> **Task directions**
Return every one of the records below unchanged, line for line and character for character.

> **Task data**
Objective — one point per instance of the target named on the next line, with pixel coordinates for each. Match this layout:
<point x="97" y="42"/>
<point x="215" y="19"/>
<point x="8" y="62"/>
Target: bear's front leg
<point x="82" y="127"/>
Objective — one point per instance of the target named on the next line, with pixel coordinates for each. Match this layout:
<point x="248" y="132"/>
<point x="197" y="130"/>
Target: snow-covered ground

> **Problem solution**
Objective — one point per instance of the target named on the next line, with pixel coordinates for each. Match this layout:
<point x="97" y="42"/>
<point x="215" y="19"/>
<point x="8" y="62"/>
Target: bear's front leg
<point x="82" y="127"/>
Objective — one point per instance of the target named on the next line, with pixel coordinates for each. Match this layout:
<point x="248" y="132"/>
<point x="197" y="130"/>
Target: snow-covered ground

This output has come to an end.